**Quoted passage**:
<<<<

Automatic activation

By default, phasic monitors the condition number of the elimination graph every time it computes moments. If the condition number exceeds the threshold (default 1e12), MPFR arithmetic is activated automatically for that computation. The precision is chosen adaptively based on the condition number.

This means you do not need to think about MPFR in most cases — it just works. To see it in action, enable info-level logging:

set_log_level('INFO')

nr_samples = 10

@with_ipv([nr_samples] + [0] * (nr_samples - 1))
def coalescent(state):
    transitions = []
    for i in range(state.size):
        for j in range(i, state.size):
            same = int(i == j)
            if same and state[i] < 2:
                continue
            if not same and (state[i] < 1 or state[j] < 1):
                continue
            new = state.copy()
            new[i] -= 1
            new[j] -= 1
            new[i + j + 1] += 1
            transitions.append((new, state[i] * (state[j] - same) / (1 + same)))
    return transitions

graph = Graph(coalescent)
print(f"Graph has {graph.vertices_length()} vertices")

# Moments are computed automatically — MPFR kicks in if needed
ewt = graph.expected_waiting_time()
print(f"Expected waiting time: {ewt[0]:.6f}")

set_log_level('WARNING')

If the condition number is below the threshold, you will see no MPFR-related log messages and the computation uses fast double-precision arithmetic.

Configuring MPFR

The configure() function provides four parameters for controlling MPFR behavior:

Parameter	Default	Description
`force_high_precision`	`False`	Force MPFR for all moment computations regardless of condition number
`mpfr_precision_bits`	`0`	Precision in bits. `0` means auto-determine from condition number
`condition_threshold`	`1e12`	Condition number above which MPFR auto-activates
`enable_condition_warnings`	`True`	Show warnings when ill-conditioning is detected

Forcing MPFR on

If you want maximum accuracy for all moment computations regardless of conditioning:

configure(force_high_precision=True)

ewt = graph.expected_waiting_time()
print(f"Expected waiting time (MPFR forced): {ewt[0]:.6f}")

# Reset to default
configure(force_high_precision=False)

Setting precision

When mpfr_precision_bits=0 (the default), the precision is determined automatically as log₂(condition_number) + 64 bits, clamped to the range [128, 1024]. You can override this with a specific value:

# Use 256-bit precision explicitly
configure(force_high_precision=True, mpfr_precision_bits=256)

ewt = graph.expected_waiting_time()
print(f"Expected waiting time (256-bit): {ewt[0]:.6f}")

# Reset
configure(force_high_precision=False, mpfr_precision_bits=0)

Adjusting the activation threshold

The condition threshold controls when MPFR auto-activates. A lower threshold is more conservative (activates MPFR more often), while a higher threshold tolerates more ill-conditioning before switching.

# More conservative: activate MPFR at lower condition numbers
configure(condition_threshold=1e8)

# Less conservative: only activate for severely ill-conditioned graphs
configure(condition_threshold=1e15)

# Disable auto-activation entirely (only manual force_high_precision works)
configure(condition_threshold=float('inf'))

>>>>

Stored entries
<<<<

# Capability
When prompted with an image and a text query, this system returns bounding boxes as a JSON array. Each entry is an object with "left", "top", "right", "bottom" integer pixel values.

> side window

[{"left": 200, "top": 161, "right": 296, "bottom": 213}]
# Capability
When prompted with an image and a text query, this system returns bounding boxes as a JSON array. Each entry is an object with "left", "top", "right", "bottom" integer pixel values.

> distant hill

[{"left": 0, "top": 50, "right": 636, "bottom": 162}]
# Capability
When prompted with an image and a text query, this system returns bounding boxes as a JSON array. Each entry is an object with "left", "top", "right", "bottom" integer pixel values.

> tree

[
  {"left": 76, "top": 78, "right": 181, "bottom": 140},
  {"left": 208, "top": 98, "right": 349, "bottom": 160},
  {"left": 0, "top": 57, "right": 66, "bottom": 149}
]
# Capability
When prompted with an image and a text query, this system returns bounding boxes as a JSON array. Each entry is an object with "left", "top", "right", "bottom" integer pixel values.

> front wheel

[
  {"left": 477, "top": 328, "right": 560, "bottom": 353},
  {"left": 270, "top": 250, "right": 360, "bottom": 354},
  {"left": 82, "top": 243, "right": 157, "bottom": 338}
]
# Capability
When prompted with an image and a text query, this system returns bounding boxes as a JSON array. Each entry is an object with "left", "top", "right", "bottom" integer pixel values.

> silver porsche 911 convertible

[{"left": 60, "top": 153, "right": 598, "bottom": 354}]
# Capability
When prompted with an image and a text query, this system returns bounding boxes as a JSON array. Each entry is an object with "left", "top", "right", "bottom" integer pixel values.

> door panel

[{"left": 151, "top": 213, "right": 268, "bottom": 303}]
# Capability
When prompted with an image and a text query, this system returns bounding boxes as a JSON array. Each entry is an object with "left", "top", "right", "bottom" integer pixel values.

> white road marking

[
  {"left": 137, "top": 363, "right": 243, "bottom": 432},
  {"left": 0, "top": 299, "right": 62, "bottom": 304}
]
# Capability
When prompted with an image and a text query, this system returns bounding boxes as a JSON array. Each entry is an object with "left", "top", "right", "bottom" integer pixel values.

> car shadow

>>>>

**What to do**:
a) According to the passage about MPFR arithmetic, how is the precision determined when mpfr_precision_bits is set to 0?
b) Extend the passage about MPFR arithmetic from the point where it stops.
These entries have no connection to the passage about MPFR arithmetic.

**Results in order**:
a) It is set to log₂(condition_number) + 64 bits, clamped to the range [128, 1024].

b)
# Reset to default
configure(condition_threshold=1e12)

Suppressing warnings

If MPFR is not available and a graph is ill-conditioned, phasic logs a warning suggesting you rebuild with MPFR. To silence these:

configure(enable_condition_warnings=False)

# Reset
configure(enable_condition_warnings=True)

Inspecting current configuration

You can read back the active MPFR settings at any time:

config = get_config()
print(f"Force MPFR:          {config.force_high_precision}")
print(f"Precision bits:      {config.mpfr_precision_bits} (0 = auto)")
print(f"Condition threshold: {config.condition_threshold:.0e}")
print(f"Condition warnings:  {config.enable_condition_warnings}")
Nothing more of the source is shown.